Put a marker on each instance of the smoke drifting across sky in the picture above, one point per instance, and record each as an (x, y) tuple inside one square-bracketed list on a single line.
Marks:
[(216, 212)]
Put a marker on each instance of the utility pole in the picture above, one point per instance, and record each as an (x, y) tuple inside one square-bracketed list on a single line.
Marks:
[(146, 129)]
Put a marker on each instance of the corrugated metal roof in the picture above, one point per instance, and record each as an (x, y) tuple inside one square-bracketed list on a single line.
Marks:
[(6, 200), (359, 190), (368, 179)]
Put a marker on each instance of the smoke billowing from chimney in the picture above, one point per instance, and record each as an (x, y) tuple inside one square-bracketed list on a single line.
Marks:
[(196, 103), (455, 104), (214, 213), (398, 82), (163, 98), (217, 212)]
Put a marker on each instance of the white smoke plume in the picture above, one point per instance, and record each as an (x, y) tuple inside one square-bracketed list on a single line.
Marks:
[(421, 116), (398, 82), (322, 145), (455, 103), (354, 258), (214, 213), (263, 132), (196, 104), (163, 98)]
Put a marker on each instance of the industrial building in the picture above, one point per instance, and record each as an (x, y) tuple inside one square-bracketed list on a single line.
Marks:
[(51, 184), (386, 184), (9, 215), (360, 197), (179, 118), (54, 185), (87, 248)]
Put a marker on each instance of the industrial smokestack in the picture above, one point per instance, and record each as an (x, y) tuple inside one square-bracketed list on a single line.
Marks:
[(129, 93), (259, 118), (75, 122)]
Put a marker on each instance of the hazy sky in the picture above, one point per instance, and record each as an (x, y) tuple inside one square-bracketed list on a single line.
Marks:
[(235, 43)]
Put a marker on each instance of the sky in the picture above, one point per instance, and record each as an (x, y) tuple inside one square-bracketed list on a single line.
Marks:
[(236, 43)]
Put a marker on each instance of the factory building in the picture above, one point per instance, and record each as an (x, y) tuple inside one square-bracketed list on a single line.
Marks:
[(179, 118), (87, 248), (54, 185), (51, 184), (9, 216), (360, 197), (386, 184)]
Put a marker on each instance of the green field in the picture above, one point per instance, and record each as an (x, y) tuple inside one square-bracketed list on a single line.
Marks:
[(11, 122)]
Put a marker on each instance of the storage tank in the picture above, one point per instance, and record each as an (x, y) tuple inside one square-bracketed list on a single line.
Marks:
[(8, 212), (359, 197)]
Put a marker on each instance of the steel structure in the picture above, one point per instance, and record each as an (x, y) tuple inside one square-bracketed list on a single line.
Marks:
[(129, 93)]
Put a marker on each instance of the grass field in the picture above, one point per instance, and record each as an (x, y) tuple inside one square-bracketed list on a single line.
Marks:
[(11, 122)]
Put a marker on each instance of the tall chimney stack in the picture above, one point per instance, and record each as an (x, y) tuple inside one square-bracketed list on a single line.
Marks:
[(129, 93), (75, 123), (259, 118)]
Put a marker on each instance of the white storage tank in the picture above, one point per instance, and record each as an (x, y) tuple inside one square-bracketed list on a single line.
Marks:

Task description:
Copy out every line of the material above in its original order, changing no word, number, or punctuation mark.

Task output:
Put a marker on each instance of the smoke drifting across sky in the picture above, one point per instance, and record each as an (x, y) tuple inside one square-bracketed list on a single line.
Marks:
[(216, 212)]
Put a marker on each instance of the utility pole in the picture above, one point per instance, and record each as an (x, y) tuple inside one square-bracketed list on a single line.
Marks:
[(146, 129)]
Put a marker on each instance of the corrugated metal roof in the picture above, one point per instance, and record each as an (x, y) tuple inside one square-bracketed list on a single line.
Marks:
[(6, 200), (359, 190), (368, 179)]
Put a marker on each instance of the smoke billowing from chimney in the picture above, one point per instance, and record each as an (x, y) tuple inside one square-bracketed list on a single line.
Marks:
[(196, 103), (455, 104), (214, 213), (398, 82), (163, 98), (217, 212)]
Put a marker on each instance of the white smoke plume in the picture above, one point per instance, and record each as an (x, y) tuple inside one square-bracketed list on a single line.
Marks:
[(421, 116), (398, 82), (322, 145), (455, 103), (354, 258), (214, 213), (263, 132), (196, 104), (163, 98)]
Put a marker on each instance of the industrial building in the picture above, one point per instance, and record each as an (x, y) tuple inside one square-bracketed list on a single line.
Marks:
[(51, 184), (386, 184), (9, 215), (360, 197), (179, 118), (54, 185), (87, 248)]
Put a marker on each instance of the industrial smokestack in the picture above, one point per instance, and record each as an (x, y) tuple inside one square-bracketed list on a single line.
Marks:
[(129, 93), (259, 118), (75, 122)]
Put a marker on each instance of the hazy sky in the picture above, one point per instance, and record each as an (x, y) tuple inside one square-bracketed list on a single line.
Marks:
[(235, 43)]
Put a marker on each instance of the sky in the picture above, one point per instance, and record each as an (x, y) tuple inside one square-bracketed list on a single line.
Marks:
[(236, 43)]
Put a marker on each instance of the factory building in the picture above, one point per instance, and record each as an (x, y) tuple inside one square-bracketed list on a single line.
Marks:
[(179, 118), (87, 248), (54, 185), (51, 184), (9, 216), (360, 197), (386, 184)]
Put a marker on each instance of the green field in the picture above, one point per instance, and record each as an (x, y) tuple inside one square-bracketed list on a single line.
Marks:
[(11, 122)]
Put a marker on each instance of the storage tank in the picture above, one point per instance, and record each as an (x, y) tuple inside one square-bracketed list on a single line.
Marks:
[(8, 212), (359, 197)]
Put a marker on each instance of the steel structure in the picture above, one point per instance, and record each as an (x, y) tuple inside one square-bracketed list on a single line.
Marks:
[(129, 93)]
Put a marker on each instance of the grass field in the picture above, one point per instance, and record each as an (x, y) tuple inside one square-bracketed list on a single line.
Marks:
[(11, 122)]
Put a marker on each instance of the tall chimney stack in the picture above, one point per instance, and record each as an (x, y) tuple inside one square-bracketed list on a single line.
Marks:
[(129, 93), (75, 123), (259, 118)]
Put a marker on each instance of the white storage tank in the picture above, one point per instance, and record each as an (x, y) tuple inside one square-bracketed list on a single line.
Marks:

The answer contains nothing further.